Problem to work on: Arrange the records starting with the line containing "Target: **patchy snow on slope**" and ending with the line containing "[[[480,356],[302,251],[211,210],[2,316],[0,470],[530,470]]]" into a Markdown table with the columns Row and Line, numbering each line and omitting blank lines.

## BEGIN Records for processing

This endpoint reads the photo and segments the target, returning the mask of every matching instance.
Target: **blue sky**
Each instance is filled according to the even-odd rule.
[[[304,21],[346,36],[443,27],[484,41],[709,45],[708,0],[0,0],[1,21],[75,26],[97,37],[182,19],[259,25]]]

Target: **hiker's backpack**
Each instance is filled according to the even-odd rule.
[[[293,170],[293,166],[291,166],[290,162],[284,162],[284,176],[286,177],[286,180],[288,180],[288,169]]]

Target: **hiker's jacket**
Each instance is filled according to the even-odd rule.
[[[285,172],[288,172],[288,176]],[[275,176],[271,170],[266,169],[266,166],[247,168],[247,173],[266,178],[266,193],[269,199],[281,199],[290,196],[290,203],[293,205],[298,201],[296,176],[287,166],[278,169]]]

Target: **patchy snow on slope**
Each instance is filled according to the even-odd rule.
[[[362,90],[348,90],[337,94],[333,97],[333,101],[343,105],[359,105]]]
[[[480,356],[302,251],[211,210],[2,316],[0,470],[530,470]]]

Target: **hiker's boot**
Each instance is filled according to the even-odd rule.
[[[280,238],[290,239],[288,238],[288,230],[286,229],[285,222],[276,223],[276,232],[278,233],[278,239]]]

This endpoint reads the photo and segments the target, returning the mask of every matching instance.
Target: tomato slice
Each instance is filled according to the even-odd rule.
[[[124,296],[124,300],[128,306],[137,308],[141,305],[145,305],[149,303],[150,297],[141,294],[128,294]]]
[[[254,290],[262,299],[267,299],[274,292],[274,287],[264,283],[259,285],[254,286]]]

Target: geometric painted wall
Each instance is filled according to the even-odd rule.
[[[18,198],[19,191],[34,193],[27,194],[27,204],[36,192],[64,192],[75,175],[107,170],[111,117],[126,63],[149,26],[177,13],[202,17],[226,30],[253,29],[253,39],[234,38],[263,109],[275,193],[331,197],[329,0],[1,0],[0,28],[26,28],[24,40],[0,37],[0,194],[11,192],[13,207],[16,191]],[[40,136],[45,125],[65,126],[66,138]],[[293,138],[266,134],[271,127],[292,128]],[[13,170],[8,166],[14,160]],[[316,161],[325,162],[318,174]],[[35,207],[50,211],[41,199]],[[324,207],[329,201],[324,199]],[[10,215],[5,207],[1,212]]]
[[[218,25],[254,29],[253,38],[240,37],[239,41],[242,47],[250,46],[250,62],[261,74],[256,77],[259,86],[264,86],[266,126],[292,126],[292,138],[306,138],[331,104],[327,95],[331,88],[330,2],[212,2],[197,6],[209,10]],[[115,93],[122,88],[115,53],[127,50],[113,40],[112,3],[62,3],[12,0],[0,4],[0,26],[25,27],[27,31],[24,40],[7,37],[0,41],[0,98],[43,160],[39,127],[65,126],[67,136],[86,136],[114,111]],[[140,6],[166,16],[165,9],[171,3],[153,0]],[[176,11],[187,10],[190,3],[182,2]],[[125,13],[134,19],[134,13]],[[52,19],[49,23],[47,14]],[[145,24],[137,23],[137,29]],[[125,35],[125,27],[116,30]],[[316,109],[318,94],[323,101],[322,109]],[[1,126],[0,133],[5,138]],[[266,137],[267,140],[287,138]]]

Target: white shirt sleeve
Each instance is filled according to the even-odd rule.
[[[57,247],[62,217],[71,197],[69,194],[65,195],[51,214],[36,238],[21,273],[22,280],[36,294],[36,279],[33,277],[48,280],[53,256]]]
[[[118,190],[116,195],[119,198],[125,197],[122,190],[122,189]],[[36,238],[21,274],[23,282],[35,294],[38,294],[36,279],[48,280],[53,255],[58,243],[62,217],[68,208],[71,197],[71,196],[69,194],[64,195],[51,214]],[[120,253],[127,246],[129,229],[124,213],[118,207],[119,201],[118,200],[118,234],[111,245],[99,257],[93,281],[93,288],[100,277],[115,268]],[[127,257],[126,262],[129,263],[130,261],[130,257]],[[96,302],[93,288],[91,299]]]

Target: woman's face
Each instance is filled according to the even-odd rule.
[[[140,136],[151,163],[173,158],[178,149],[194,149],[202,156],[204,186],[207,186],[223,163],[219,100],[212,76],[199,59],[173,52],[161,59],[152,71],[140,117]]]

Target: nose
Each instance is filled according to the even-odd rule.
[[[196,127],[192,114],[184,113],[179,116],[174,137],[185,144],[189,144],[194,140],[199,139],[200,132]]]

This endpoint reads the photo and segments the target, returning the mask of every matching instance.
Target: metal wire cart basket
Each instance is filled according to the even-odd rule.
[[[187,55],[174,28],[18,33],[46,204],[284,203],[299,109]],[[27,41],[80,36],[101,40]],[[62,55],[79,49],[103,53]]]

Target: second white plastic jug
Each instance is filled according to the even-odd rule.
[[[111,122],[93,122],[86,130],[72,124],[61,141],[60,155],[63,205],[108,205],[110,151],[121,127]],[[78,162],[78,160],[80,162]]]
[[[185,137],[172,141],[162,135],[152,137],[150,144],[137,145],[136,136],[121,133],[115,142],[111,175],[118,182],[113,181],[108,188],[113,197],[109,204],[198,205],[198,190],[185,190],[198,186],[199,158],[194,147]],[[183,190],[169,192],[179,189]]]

## END Records for processing
## BEGIN Records for processing

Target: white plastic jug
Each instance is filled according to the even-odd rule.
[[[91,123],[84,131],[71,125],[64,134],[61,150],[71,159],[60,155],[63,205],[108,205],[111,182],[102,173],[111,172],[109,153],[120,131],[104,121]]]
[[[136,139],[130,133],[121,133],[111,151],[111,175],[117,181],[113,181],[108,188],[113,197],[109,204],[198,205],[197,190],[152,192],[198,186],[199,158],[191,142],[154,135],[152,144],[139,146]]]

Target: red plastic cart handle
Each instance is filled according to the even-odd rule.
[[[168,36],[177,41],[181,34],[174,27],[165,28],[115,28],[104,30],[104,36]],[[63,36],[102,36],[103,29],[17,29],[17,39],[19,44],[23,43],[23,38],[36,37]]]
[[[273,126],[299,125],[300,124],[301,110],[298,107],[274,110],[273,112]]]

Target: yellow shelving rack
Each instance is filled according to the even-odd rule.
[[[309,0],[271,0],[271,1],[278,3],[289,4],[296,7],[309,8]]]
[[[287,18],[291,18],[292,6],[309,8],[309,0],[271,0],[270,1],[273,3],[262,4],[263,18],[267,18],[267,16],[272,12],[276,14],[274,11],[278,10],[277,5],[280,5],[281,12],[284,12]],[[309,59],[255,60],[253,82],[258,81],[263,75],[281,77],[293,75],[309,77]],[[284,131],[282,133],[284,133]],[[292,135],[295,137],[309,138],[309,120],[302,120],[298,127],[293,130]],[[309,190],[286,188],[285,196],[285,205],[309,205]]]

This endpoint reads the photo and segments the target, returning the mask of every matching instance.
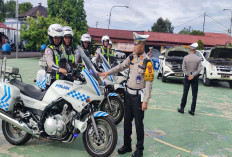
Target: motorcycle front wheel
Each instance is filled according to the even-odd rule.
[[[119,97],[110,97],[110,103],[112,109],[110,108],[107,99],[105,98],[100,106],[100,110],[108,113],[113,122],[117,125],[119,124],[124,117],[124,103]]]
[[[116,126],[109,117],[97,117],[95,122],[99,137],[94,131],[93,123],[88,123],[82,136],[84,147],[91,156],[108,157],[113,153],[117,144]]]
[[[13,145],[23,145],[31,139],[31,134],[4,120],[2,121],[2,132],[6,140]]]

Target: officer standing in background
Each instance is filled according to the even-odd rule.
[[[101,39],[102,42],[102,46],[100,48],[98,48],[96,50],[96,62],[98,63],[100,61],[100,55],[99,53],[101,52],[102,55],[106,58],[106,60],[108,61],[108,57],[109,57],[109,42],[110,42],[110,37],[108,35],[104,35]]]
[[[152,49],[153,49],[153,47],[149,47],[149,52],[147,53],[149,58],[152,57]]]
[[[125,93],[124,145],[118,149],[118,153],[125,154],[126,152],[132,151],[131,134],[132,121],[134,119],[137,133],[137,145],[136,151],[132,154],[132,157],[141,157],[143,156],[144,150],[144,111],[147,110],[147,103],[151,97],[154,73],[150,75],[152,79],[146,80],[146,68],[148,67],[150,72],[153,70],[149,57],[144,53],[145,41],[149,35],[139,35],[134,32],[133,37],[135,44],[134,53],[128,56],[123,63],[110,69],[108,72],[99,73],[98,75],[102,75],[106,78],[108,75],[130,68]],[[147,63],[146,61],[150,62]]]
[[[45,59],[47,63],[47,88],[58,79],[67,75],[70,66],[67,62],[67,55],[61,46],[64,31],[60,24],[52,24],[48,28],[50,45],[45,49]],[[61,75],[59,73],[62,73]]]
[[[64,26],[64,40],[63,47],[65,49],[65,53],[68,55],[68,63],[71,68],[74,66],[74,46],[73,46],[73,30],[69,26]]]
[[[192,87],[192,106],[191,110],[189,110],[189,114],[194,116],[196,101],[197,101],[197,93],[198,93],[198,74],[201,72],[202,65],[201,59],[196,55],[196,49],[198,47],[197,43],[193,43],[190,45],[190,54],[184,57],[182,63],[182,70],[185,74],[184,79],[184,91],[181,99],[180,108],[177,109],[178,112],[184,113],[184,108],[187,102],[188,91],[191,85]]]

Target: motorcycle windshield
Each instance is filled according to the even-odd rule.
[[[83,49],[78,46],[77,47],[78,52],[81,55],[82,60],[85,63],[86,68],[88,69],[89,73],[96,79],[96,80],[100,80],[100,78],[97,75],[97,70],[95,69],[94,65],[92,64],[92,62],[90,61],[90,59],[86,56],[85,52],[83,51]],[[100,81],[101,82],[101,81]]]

## END Records for processing

Output of the task:
| Row | Line |
|---|---|
| 1 | Target: **patchy snow on slope** |
| 2 | Each instance is filled according to the even-odd rule. |
| 3 | [[[362,90],[348,90],[337,94],[333,97],[333,101],[343,105],[359,105]]] |
| 4 | [[[480,356],[302,251],[211,210],[2,316],[0,470],[530,470]]] |